Below is some material; transcribe all of it exactly.

==========

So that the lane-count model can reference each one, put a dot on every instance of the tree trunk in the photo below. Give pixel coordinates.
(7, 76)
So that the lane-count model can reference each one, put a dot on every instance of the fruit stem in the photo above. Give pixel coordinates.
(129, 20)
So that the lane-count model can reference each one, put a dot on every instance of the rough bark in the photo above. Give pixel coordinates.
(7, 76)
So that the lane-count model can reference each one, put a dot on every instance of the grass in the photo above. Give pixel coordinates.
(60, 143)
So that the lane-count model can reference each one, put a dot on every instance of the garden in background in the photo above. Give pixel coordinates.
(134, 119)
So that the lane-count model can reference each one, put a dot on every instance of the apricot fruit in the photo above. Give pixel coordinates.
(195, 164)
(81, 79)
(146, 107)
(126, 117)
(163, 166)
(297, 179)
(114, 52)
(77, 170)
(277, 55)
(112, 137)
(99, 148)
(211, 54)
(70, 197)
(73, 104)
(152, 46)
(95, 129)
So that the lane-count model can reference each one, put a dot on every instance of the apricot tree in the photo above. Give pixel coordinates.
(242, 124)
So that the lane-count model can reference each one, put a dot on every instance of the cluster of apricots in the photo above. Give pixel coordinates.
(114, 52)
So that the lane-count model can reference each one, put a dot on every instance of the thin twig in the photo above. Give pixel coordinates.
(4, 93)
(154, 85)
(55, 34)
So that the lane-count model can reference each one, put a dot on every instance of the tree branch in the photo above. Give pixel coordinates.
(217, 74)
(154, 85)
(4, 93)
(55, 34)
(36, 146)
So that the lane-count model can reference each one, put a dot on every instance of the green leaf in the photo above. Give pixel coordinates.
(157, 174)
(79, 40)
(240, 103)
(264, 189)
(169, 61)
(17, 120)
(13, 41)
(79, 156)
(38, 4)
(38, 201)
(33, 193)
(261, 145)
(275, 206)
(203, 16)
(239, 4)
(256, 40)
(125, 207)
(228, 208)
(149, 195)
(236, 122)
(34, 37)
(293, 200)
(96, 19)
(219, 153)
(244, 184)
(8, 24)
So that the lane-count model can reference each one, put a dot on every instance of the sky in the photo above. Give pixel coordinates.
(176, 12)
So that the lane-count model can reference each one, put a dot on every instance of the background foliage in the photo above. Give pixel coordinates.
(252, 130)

==========

◆ Exercise result
So that the lane-count model can reference each one, put a dot on every instance of the tree trunk in the photo below. Give pixel coordinates.
(7, 76)
So that the lane-count model can reference each one, put a dot on every instance of the fruit stem in the photo above. Give pixel coordinates.
(129, 20)
So that the lane-count model can reference each one, put a dot on every instance of the rough bark in the photo above. Give pixel coordinates.
(7, 76)
So that the lane-count model can reference each one, put a dot on every instance of the grass in the photo above. Give pixel coordinates.
(60, 143)
So that the lane-count model can reference each one, put a dot on every instance of the garden in background in the photo above. Give pixel coordinates.
(134, 119)
So that the lane-count model can reference each one, put a dot on every instance of the apricot fruit in the photo above. Give pixel coordinates.
(195, 164)
(81, 79)
(146, 107)
(126, 117)
(163, 166)
(297, 179)
(114, 52)
(77, 170)
(277, 55)
(112, 137)
(99, 148)
(211, 54)
(70, 197)
(73, 104)
(152, 46)
(95, 129)
So that the lane-count model can reference each one, put a dot on every instance of the apricot tree in the photo above. Give pixel coordinates.
(242, 124)
So that the lane-count model can reference each one, put a dot on every instance of the cluster of apricots in the photo above. Give pixel coordinates.
(114, 52)
So that the lane-count model can reference each one, put a dot on every instance of the thin twig in the photo above. Give pixel coordinates.
(4, 93)
(154, 85)
(55, 34)
So that the lane-count model can reference each one, put a dot on every instance of the tree branch in the photo above. Give pixel coordinates.
(217, 74)
(154, 85)
(4, 93)
(55, 34)
(36, 146)
So that the lane-count model can reference each one, put a dot on every instance of the green leaf in the photo above. Give pixel coordinates.
(157, 174)
(79, 40)
(240, 103)
(264, 189)
(169, 61)
(17, 120)
(13, 41)
(79, 156)
(38, 4)
(38, 201)
(33, 193)
(261, 145)
(275, 206)
(203, 16)
(239, 4)
(256, 40)
(125, 207)
(228, 208)
(149, 195)
(236, 122)
(34, 37)
(293, 200)
(96, 19)
(219, 153)
(244, 184)
(8, 24)
So that the lane-count model can reference each one, put a dot on every instance of the sky in the photo above. Give pixel coordinates.
(176, 12)
So that the lane-count model can reference each one, put a dot on every instance of the background foliage in the photo above. Give pixel coordinates.
(252, 130)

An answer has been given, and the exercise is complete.